---- Records to process

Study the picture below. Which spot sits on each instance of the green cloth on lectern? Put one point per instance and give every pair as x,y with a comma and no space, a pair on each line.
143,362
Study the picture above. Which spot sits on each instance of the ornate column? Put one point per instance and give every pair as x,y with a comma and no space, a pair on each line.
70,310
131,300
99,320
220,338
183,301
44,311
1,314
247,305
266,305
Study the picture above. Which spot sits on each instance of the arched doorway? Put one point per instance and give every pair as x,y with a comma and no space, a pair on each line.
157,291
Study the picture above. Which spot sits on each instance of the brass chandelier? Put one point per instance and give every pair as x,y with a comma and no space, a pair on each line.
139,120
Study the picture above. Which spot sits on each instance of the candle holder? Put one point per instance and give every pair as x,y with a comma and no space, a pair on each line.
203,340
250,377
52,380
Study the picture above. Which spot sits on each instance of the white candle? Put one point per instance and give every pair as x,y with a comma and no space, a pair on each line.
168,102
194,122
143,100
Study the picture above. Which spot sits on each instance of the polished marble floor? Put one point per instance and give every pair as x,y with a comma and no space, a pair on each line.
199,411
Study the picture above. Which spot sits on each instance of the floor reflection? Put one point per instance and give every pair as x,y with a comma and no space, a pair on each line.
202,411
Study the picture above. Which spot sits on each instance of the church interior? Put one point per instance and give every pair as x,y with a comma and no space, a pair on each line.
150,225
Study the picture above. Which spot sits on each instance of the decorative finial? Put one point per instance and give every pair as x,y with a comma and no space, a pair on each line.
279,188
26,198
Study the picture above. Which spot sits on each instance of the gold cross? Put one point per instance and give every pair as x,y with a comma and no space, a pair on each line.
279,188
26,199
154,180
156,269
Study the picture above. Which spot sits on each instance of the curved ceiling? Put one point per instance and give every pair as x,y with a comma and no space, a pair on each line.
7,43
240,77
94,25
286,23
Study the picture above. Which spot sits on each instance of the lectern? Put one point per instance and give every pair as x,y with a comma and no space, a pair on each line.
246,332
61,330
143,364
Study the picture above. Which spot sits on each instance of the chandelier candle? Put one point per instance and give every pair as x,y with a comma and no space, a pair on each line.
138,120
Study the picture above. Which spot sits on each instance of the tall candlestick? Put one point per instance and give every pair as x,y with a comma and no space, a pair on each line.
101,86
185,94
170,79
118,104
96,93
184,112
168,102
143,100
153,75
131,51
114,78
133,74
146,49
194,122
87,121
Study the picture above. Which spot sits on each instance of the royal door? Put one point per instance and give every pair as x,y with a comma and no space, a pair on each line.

--------

Please present the lines starting at the one containing "of the decorative" and ending at the final line above, both included, as a JSON list of strings with one string per line and any blank lines left out.

[
  "Study the picture above. Which spot sits on each instance of the decorative finial? Put one point per instance and give every pair as x,y with a comma and no space, a pair on each line.",
  "279,188",
  "26,198",
  "Study the picture above. Which spot sits on each instance of the gold cross? Put one point per instance and give every pair as x,y with a comma and no space, a pair on each line.",
  "279,188",
  "26,199",
  "154,180",
  "156,269",
  "Study the picture above. Which spot sits on each instance of the curved ceiling? Put one point per instance and give every pair as x,y with a comma and no space, a pair on each line.",
  "7,43",
  "240,77",
  "94,25",
  "286,23",
  "Study the picture above. Which spot sits on each instance of the lectern? Put one point per instance and give every pair as x,y with a comma and no space, a pair on each line.",
  "246,332",
  "61,330",
  "143,364",
  "Study the picture above. Which spot sits on each instance of the chandelier candle? Put one point per instance and give every pair as x,y with a comma and no space, a pair on each line.",
  "138,120",
  "Study the picture above. Which spot sits on each instance of the tall candlestick? Put one point per instance and give every pair as x,y with a comma and no space, a pair on each line.",
  "101,86",
  "185,94",
  "170,79",
  "118,104",
  "96,93",
  "184,112",
  "168,102",
  "143,100",
  "153,75",
  "131,51",
  "114,78",
  "133,74",
  "146,49",
  "194,122",
  "87,121",
  "Study the picture above. Which spot sits on each instance of the royal door? Put one point per instance and give every pair as x,y with a comma and no space, a pair on each line."
]